REQUIRED WORK: Gather every line in the rows below that contains the word "roof", and list those lines.

Entries from a pointing dataset:
════════════════

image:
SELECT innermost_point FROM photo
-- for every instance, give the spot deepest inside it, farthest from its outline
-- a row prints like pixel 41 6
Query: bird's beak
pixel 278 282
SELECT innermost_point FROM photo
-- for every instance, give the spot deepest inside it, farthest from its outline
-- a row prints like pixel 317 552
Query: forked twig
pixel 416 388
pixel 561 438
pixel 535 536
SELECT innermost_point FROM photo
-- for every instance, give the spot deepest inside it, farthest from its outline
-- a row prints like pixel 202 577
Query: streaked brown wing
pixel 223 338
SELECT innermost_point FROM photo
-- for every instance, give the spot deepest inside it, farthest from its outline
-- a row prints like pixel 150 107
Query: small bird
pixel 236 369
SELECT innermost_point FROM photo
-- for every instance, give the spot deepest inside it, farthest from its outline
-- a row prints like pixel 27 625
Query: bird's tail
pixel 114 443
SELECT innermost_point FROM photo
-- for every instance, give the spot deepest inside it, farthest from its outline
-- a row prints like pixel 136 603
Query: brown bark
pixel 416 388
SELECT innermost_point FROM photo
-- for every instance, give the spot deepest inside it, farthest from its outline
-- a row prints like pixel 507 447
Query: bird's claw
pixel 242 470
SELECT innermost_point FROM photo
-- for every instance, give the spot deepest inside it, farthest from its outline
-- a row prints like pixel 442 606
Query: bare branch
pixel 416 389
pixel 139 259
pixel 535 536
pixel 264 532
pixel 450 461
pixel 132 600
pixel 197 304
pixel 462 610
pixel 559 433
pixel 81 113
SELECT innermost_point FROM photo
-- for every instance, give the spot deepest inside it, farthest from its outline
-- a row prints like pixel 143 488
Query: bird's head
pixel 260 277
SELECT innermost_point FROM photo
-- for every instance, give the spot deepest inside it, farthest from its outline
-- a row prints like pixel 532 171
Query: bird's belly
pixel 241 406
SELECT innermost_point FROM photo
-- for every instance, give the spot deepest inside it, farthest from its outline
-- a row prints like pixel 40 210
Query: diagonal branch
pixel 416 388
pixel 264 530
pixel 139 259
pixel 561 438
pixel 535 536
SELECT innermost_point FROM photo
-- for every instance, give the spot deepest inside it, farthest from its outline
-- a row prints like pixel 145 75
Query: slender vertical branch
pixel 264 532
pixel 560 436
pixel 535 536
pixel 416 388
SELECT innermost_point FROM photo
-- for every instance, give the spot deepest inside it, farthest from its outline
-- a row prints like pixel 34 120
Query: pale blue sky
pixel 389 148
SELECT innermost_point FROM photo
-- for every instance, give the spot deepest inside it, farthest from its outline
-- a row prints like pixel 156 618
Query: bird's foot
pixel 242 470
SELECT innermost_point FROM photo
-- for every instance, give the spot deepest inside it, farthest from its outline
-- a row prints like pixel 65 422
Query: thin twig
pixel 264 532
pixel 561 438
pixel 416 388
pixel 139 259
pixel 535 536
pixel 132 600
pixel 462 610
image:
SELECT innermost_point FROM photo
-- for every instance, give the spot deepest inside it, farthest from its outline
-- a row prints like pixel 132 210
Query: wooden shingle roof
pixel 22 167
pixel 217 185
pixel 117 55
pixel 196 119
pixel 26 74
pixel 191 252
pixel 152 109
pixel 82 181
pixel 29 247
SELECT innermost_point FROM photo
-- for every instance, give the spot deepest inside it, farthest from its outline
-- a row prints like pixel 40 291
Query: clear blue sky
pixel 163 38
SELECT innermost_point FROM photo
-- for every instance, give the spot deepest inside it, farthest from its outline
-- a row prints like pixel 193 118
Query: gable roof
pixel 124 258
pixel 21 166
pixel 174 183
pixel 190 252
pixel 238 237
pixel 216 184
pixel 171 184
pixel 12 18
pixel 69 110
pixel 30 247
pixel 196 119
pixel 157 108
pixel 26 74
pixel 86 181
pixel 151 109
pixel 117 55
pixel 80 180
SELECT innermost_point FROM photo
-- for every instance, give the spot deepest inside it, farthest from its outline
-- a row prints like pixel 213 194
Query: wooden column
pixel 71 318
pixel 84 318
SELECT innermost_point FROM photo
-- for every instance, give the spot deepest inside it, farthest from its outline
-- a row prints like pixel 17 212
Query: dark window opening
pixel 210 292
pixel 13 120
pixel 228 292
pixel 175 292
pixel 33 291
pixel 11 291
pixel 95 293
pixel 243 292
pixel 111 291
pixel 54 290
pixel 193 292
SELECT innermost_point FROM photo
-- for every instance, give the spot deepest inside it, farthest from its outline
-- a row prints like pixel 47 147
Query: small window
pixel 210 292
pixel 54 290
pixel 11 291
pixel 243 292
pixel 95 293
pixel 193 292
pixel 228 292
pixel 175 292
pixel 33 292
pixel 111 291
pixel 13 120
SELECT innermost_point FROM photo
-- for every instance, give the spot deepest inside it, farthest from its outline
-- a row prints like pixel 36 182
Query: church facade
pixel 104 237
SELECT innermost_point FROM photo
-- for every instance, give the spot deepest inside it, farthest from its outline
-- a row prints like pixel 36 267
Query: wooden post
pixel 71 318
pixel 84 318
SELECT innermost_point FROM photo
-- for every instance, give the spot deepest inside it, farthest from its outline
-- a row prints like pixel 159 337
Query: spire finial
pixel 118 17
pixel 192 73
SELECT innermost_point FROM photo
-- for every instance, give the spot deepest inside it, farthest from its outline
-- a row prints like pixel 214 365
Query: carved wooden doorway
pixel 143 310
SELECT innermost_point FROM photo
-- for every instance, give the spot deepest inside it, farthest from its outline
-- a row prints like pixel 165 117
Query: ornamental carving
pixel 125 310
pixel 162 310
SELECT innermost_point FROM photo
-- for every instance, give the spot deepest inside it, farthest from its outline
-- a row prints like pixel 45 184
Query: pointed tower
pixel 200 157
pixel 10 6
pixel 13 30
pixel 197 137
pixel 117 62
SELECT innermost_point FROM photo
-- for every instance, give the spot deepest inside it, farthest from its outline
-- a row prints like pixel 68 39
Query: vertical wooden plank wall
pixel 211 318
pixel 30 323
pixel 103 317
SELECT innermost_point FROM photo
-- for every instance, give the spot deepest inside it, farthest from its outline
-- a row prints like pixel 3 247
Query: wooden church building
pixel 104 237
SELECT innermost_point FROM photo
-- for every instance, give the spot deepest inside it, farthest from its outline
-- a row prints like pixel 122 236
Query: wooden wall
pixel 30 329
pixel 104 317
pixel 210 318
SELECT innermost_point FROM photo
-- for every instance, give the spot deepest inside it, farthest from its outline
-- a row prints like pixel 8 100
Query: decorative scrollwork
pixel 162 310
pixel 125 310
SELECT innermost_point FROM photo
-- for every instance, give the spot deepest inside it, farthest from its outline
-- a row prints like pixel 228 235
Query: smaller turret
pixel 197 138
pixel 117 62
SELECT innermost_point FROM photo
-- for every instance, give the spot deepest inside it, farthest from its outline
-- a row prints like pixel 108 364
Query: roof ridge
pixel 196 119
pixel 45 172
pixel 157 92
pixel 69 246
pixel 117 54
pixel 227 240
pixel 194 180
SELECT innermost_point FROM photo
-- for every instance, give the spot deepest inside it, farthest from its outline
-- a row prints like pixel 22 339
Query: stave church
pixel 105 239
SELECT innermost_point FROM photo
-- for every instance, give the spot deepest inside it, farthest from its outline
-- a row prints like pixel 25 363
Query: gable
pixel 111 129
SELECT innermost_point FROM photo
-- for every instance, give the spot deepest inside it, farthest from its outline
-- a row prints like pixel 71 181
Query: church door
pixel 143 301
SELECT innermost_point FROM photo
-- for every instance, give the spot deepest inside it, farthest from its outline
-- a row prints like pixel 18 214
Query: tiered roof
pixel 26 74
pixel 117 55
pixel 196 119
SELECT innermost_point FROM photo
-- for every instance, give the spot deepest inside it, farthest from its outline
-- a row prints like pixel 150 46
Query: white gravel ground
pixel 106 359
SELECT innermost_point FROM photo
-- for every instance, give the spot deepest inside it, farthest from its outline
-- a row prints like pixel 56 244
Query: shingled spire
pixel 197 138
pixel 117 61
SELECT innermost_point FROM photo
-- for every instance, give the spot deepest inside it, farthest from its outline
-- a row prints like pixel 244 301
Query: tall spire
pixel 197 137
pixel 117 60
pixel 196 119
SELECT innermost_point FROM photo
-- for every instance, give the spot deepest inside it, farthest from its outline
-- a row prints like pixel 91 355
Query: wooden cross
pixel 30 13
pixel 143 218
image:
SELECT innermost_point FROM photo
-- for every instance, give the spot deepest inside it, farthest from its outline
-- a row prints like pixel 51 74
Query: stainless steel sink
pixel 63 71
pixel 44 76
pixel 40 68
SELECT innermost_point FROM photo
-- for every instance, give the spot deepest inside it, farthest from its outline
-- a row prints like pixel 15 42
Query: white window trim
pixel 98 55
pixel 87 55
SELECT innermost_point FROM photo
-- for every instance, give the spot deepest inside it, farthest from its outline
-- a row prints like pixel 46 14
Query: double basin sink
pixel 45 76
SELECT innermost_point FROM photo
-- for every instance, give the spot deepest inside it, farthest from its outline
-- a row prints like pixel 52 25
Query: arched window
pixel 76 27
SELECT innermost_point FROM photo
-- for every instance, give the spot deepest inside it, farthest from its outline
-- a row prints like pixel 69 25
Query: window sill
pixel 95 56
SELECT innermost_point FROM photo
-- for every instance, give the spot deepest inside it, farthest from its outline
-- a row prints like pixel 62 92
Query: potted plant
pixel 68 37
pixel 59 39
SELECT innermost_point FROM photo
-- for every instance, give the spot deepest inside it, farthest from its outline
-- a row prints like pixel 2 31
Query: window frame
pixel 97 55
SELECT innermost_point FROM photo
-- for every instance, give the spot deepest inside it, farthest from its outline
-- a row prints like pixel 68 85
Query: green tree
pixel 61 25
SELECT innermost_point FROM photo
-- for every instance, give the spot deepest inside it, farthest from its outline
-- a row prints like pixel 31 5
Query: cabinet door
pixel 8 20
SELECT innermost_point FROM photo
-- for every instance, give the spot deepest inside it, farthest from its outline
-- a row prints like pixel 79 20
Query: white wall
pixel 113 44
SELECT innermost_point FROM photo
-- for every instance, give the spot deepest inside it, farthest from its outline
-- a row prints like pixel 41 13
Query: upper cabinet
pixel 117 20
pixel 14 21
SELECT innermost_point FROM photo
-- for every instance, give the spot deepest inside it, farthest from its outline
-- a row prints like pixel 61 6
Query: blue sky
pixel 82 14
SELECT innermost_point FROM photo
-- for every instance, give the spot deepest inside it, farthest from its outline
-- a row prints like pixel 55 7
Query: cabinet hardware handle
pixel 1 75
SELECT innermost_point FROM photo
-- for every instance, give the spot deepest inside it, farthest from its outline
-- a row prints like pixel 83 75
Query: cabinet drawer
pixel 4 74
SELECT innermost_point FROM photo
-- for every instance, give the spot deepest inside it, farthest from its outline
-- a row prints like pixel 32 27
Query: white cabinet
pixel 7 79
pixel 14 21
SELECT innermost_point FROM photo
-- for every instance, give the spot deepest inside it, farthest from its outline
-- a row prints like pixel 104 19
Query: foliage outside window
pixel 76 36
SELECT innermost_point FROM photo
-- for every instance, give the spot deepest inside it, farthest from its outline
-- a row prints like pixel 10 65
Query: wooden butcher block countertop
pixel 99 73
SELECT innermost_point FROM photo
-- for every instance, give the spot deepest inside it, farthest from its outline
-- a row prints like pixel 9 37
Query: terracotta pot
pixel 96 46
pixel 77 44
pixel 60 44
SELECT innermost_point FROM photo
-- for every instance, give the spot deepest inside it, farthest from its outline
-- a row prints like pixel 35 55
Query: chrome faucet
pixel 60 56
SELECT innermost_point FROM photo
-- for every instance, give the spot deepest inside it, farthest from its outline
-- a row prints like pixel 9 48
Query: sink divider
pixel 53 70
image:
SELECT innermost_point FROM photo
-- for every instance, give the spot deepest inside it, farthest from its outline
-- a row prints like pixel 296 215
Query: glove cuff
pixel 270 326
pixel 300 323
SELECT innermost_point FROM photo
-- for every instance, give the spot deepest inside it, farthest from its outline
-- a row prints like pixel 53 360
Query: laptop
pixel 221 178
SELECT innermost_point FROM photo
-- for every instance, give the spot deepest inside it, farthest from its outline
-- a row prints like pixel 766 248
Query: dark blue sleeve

════════════════

WRITTEN SOLUTION:
Query: wooden shingle roof
Query: gable roof
Query: roof ridge
Query: tiered roof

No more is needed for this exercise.